> Texto para leitura:
▶
As duas faces de Capoulas Santos
Só posso constatar que Portugal perdeu um excelente eurodeputado e ganhou um mau ministro da Agricultura.
A recente decisão, pelo Ministério da Agricultura, de retirar a proposta de reprogramação do Plano de Desenvolvimento Rural 2020 apresentada à Comissão Europeia pelo anterior Governo vem colocar em causa o investimento na Agricultura, em Portugal. Esta é uma situação com gravíssimos contornos e consequências para o sector, numa primeira instância, e para o desenvolvimento sustentado do nosso país, numa segunda. Com esta posição, Portugal deixa de aplicar 200 milhões de euros no PDR2020, que são fundamentais para permitir o alargamento do número de beneficiários, o apoio ao rejuvenescimento e inovação no sector, e revelam-se essenciais para que não se comprometa o investimento agrícola assumido para com os Agricultores e as respectivas Associações. Este facto é tão ou mais grave se se tiver em linha de conta que o sector agrícola foi o mais resiliente na recente crise económica, financeira e social do nosso país, e um dos que mais contribuíram para o aumento das exportações nacionais.
◀
> Informação extraída:
▶
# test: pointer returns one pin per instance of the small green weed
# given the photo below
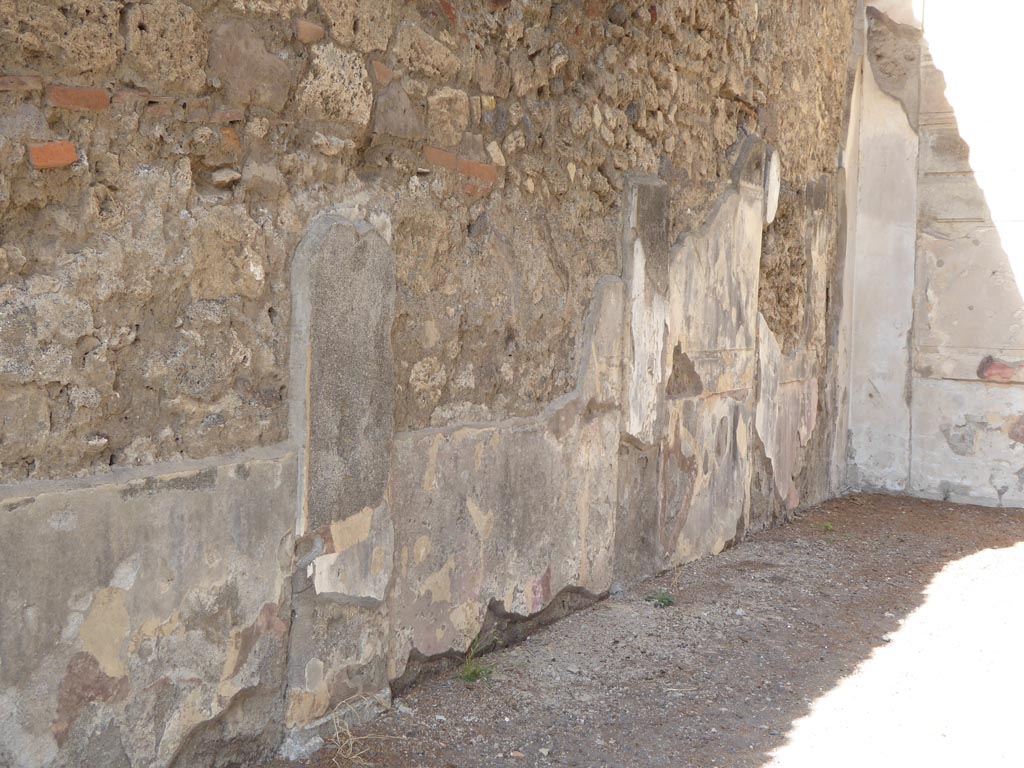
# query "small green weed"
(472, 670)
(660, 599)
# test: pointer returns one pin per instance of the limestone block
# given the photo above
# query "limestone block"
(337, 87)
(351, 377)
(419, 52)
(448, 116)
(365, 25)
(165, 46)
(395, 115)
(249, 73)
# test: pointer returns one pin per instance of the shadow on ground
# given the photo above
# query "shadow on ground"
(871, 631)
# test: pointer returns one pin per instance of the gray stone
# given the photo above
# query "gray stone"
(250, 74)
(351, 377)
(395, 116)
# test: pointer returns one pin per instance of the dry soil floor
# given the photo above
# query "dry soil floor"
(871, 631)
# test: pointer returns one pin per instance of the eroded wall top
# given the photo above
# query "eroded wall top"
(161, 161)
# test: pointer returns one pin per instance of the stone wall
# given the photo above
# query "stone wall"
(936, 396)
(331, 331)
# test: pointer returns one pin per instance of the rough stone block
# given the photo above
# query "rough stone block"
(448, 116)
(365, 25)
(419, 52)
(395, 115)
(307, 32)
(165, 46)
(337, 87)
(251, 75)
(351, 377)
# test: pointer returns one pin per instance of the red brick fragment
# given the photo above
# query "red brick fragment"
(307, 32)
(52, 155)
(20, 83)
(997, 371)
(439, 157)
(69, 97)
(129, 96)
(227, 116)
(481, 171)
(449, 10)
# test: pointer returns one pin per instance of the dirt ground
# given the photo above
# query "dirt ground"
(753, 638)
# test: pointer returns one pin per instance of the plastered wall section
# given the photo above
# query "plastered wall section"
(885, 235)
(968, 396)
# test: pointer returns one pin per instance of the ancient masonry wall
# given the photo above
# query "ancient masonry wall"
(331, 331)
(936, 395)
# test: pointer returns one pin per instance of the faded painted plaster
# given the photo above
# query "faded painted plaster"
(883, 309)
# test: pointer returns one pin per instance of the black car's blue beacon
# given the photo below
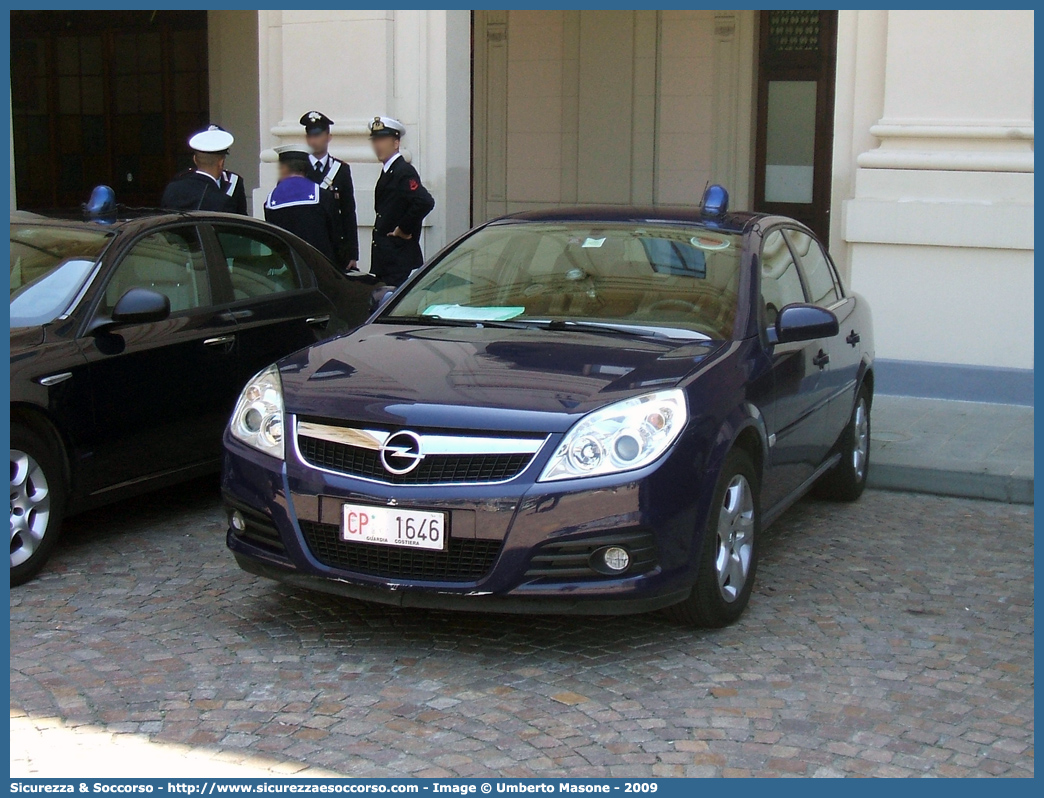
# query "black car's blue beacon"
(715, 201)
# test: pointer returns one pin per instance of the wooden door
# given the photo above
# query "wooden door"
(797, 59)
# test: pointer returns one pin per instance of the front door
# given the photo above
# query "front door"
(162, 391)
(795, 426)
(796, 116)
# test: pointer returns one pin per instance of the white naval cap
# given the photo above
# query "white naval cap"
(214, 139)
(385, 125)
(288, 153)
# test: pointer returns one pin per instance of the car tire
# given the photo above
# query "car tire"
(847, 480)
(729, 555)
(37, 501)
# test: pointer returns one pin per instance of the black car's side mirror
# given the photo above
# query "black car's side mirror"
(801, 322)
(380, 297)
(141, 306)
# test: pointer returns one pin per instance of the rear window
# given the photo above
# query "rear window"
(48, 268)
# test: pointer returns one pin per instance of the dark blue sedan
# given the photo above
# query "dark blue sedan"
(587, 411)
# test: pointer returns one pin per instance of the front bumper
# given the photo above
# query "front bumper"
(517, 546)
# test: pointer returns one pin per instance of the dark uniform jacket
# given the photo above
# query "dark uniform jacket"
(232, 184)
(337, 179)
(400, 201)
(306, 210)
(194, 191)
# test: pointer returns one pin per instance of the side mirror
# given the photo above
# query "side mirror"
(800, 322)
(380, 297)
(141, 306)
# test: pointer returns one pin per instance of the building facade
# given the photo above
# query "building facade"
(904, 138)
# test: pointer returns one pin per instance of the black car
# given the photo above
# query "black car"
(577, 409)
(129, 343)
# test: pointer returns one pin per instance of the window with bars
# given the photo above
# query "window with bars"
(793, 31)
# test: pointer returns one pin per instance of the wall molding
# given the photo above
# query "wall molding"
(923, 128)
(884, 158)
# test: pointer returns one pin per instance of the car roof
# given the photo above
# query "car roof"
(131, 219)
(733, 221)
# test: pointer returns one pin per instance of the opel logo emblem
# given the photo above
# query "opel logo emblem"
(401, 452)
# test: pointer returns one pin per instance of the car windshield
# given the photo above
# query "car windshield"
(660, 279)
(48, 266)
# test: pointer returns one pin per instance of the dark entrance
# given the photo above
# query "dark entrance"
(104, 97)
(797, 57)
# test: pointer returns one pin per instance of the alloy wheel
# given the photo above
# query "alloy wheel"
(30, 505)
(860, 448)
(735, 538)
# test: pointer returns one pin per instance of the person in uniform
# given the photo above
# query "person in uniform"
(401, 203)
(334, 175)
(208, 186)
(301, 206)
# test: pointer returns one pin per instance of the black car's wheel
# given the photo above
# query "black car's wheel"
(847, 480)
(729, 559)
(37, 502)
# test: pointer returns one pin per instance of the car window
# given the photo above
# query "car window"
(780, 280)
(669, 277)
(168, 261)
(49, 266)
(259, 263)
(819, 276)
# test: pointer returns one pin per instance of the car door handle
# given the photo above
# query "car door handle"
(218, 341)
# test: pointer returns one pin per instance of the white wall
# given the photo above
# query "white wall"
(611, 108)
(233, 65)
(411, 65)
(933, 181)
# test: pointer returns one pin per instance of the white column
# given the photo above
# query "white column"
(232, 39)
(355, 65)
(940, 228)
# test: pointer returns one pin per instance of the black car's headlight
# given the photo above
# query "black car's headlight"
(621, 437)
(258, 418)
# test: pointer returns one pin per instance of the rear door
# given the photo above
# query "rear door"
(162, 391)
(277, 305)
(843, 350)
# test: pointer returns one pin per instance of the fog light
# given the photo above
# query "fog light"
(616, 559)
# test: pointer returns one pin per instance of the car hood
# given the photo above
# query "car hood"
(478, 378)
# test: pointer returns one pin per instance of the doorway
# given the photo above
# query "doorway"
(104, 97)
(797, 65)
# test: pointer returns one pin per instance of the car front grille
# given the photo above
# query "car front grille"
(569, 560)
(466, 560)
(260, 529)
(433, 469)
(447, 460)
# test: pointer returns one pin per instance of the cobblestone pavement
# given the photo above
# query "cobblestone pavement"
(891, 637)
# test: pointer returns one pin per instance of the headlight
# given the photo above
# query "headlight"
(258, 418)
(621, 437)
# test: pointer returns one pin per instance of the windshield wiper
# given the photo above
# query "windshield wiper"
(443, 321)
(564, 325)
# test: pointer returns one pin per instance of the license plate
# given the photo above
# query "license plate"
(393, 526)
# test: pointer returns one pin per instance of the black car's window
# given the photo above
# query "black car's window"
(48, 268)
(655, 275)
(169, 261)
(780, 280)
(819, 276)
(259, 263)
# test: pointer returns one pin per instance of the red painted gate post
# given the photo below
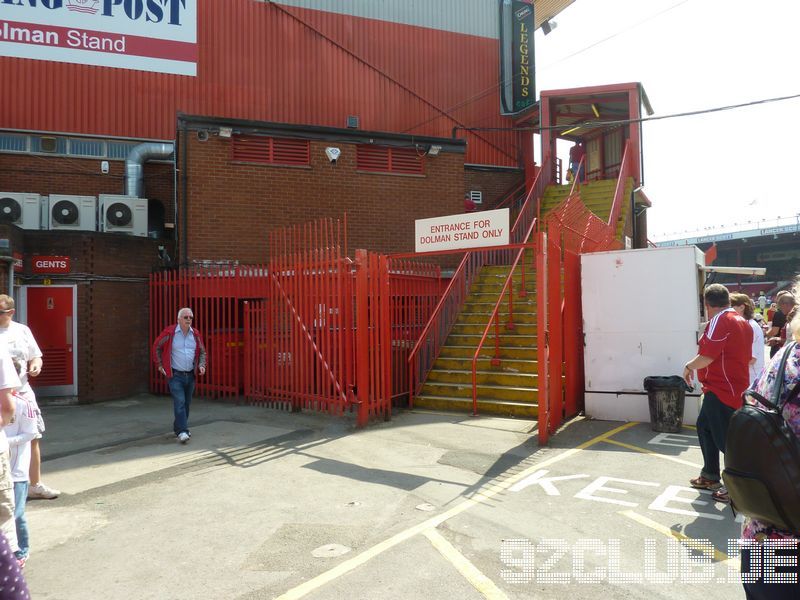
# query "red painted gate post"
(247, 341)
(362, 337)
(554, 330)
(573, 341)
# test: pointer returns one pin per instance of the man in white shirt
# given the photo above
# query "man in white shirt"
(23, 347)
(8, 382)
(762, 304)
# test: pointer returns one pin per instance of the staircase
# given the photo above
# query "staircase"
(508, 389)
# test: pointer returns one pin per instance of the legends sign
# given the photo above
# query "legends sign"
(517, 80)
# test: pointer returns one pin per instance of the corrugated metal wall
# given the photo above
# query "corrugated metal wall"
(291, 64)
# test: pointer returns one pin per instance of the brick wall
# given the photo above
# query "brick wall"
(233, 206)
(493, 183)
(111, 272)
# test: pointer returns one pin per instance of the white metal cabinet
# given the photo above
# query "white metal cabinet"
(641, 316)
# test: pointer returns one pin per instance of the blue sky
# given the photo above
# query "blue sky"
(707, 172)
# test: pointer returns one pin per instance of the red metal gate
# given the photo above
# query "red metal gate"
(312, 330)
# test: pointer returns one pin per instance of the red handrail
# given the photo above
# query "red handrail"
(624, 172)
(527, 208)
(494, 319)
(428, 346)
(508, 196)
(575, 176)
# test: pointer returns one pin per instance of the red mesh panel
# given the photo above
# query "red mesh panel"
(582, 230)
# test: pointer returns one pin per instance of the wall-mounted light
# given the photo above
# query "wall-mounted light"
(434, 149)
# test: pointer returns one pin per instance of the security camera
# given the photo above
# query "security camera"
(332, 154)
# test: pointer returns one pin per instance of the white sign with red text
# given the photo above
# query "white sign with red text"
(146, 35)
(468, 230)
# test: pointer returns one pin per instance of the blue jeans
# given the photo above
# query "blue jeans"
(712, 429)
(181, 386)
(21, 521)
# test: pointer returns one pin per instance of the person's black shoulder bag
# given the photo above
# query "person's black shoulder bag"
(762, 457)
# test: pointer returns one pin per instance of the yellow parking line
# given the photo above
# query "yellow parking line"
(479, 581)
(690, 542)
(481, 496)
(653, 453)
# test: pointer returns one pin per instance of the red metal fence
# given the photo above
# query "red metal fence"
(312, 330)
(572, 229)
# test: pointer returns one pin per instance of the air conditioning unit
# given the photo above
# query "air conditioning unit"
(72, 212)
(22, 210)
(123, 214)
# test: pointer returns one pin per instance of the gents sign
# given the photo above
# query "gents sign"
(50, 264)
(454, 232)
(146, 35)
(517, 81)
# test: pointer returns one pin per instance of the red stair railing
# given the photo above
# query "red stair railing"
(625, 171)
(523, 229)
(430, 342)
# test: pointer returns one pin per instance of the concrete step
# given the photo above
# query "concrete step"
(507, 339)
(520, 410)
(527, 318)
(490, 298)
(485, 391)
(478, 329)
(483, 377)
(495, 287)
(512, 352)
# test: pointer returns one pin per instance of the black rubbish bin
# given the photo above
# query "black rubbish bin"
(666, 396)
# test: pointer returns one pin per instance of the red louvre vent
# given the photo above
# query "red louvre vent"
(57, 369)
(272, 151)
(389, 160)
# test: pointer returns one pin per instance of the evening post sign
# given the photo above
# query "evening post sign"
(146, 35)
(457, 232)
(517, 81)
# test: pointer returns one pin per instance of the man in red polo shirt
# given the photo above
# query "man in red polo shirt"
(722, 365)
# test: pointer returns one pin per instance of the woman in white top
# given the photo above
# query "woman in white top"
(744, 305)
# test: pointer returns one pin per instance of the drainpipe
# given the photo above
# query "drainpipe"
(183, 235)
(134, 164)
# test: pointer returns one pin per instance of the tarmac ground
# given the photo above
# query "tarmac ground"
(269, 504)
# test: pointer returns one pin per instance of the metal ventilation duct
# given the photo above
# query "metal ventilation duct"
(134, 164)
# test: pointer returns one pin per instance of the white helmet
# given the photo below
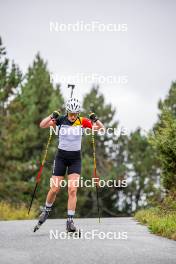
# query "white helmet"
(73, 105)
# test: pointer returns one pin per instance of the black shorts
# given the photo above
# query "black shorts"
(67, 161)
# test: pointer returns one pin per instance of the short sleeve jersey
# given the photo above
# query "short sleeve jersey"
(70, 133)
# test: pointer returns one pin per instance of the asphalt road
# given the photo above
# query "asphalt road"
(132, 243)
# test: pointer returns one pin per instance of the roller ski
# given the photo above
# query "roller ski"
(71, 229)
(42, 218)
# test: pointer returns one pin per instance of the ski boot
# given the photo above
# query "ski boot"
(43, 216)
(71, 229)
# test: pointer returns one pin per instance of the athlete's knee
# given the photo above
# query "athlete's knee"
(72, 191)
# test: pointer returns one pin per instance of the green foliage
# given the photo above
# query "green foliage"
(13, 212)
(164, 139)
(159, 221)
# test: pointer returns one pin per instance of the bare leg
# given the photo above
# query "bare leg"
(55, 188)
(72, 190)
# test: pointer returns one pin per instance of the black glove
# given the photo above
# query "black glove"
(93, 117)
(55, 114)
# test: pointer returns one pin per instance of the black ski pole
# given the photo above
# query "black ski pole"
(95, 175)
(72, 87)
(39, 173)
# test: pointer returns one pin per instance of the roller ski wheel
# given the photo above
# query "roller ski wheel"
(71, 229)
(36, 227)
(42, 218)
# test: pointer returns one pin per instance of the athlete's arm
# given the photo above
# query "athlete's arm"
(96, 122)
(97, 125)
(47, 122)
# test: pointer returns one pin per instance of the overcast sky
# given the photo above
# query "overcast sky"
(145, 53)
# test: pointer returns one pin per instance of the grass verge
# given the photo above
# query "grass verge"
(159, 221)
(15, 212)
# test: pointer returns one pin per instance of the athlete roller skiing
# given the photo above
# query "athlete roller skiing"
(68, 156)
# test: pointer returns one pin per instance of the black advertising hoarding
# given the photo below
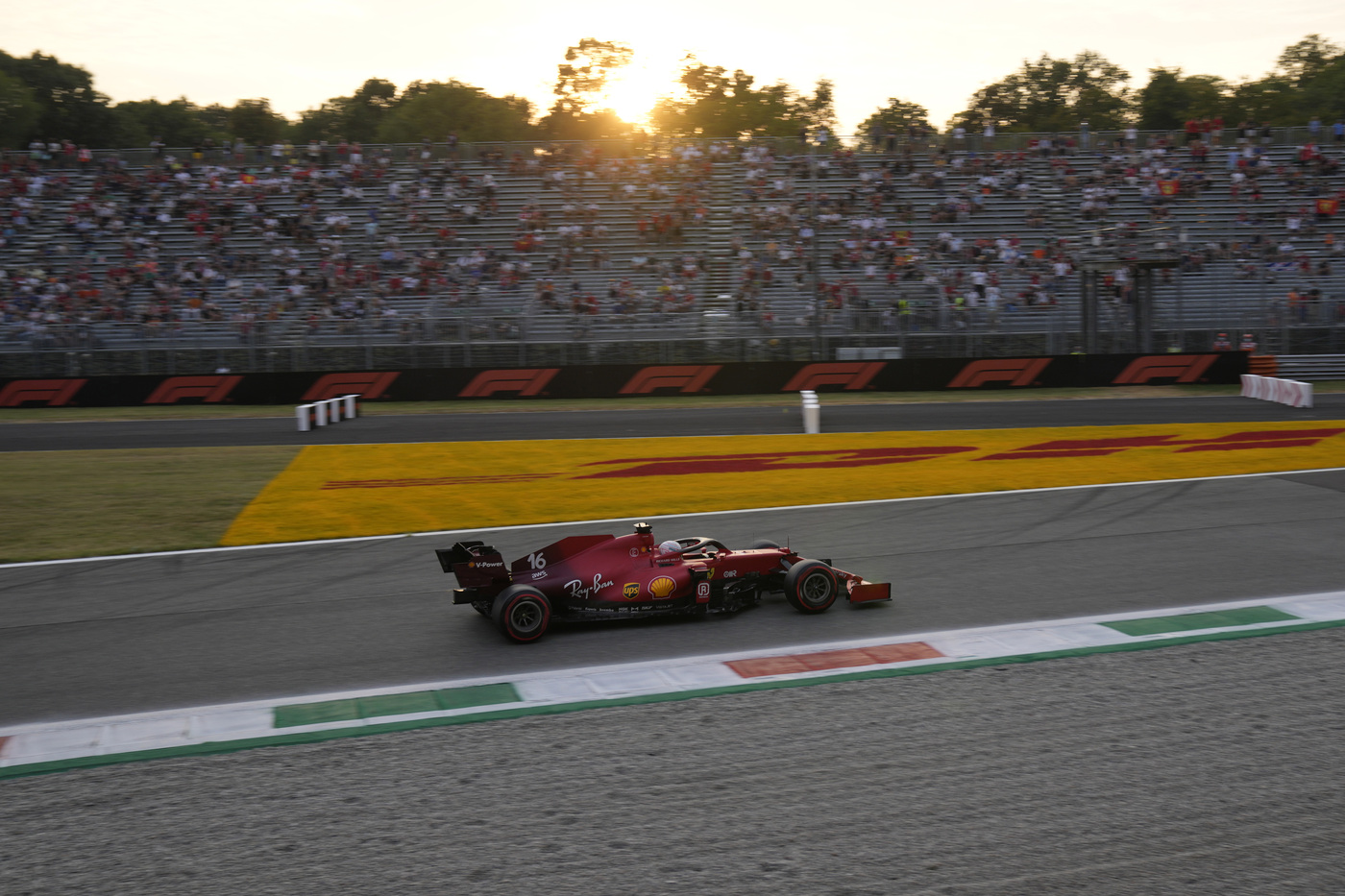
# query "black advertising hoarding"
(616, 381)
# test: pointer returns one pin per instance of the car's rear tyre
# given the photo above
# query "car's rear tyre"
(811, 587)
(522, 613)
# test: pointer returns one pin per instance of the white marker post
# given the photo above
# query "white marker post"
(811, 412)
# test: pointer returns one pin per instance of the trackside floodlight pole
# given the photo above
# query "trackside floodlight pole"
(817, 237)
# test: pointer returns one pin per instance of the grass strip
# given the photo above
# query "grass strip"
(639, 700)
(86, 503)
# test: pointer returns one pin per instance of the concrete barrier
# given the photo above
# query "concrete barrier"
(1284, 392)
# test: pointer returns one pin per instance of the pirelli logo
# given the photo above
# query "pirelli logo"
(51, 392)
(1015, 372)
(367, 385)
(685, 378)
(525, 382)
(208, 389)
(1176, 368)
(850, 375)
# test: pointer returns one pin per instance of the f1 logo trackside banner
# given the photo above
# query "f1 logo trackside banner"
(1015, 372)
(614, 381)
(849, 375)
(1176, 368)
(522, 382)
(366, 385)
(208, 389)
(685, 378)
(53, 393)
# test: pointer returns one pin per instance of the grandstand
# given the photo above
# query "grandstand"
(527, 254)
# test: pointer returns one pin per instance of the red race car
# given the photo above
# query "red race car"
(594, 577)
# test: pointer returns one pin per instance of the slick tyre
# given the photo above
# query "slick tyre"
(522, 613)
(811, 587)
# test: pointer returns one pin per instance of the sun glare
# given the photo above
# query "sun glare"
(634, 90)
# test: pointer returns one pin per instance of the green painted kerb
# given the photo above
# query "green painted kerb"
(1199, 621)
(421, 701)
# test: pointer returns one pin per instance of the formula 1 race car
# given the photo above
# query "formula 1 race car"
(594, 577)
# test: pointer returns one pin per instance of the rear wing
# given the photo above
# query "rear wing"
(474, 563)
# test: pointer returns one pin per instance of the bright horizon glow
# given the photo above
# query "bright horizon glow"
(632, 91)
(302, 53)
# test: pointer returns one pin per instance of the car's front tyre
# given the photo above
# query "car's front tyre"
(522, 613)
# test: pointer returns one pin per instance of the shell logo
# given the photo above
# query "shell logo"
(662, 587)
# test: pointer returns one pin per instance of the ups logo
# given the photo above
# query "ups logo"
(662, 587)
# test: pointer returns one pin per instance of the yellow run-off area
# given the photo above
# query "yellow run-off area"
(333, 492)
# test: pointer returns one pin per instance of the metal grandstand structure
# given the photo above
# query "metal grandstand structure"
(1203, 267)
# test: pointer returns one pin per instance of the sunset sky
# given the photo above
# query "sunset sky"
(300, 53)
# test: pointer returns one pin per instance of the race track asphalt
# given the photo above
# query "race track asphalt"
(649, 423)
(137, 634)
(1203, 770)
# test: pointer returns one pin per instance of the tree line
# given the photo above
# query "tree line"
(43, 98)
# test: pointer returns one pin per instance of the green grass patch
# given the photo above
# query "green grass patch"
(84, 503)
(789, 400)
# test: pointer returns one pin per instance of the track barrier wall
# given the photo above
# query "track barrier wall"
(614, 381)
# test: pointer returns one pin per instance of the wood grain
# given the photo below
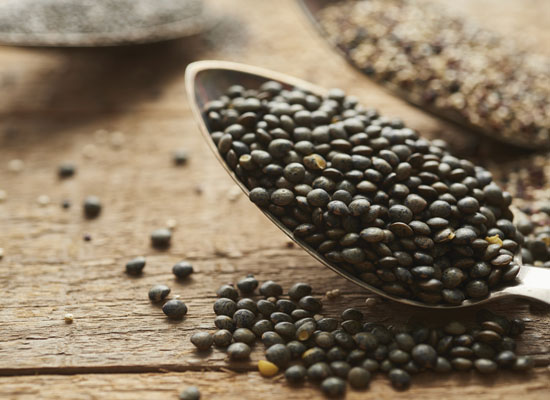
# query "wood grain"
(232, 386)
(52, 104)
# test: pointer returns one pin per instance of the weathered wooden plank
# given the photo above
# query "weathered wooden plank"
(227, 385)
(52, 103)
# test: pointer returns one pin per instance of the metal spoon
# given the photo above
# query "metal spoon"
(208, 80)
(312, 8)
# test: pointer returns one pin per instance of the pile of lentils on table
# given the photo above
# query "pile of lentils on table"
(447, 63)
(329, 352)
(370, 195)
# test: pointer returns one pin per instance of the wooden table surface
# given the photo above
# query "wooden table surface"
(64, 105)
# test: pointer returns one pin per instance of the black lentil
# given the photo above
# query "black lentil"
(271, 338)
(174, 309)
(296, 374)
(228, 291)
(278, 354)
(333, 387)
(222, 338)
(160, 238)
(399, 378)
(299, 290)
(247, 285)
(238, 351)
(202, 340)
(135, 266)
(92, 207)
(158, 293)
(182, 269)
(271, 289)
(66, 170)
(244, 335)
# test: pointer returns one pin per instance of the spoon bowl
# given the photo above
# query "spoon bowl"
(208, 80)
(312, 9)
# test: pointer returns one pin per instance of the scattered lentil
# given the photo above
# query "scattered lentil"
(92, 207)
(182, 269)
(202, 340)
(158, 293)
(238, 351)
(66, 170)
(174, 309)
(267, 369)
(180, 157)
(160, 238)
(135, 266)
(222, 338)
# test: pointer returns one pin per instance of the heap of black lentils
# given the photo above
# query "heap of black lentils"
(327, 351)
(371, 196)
◀
> Tarefas:
- a) Enumere todos os adjetivos com que o texto sobre Capoulas Santos caracteriza a recente crise do país.
- b) Escreva a continuação do texto sobre Capoulas Santos, partindo da última frase apresentada.

> Respostas por tarefa:
- a) Económica, financeira e social.

- b)
Este putativo “buraco” de 200 milhões que Capoulas Santos menciona, é apenas um facto político, criado pelo seu próprio Governo PS, que aloca esses montantes a outras áreas que não a Agricultura e que sabe, também, que estamos numa fase inicial de execução deste programa, havendo necessariamente folga financeira para acomodar esta situação. Sem dúvida que se trata de uma diferente orientação das políticas agrícola e orçamental deste Governo PS, o que é legítimo, mas importa salientar que estamos perante uma contradição que tem de ser assumida pelo Ministro da Agricultura, uma vez que foi o próprio Capoulas Santos que garantiu, em plena campanha eleitoral para as legislativas de 2015, que pagaria “com gosto a factura” associada ao investimento programado pelo Governo PSD/CDS-PP. Capoulas Santos, que foi apresentado por António Costa como o rosto da prioridade do PS na Agricultura, dá o dito pelo não-dito e logra as expectativas corroboradas pelo próprio junto dos profissionais e empresários agrícolas portugueses.
Num período em que estamos perante uma generalizada crise agrícola europeia, fruto do embargo russo e do termo das quotas leiteiras, o Governo de Portugal desiste da Agricultura e, pela segunda vez em menos de dois anos, o PS evidencia não entender que a Agricultura deva constituir uma prioridade. Numa fase em que se lança, na Europa, o Semestre Europeu que visa um crescimento sustentável assente no relançamento de investimentos públicos e privados, o Governo português segue em contra-corrente e gera um desinvestimento generalizado na Agricultura em Portugal.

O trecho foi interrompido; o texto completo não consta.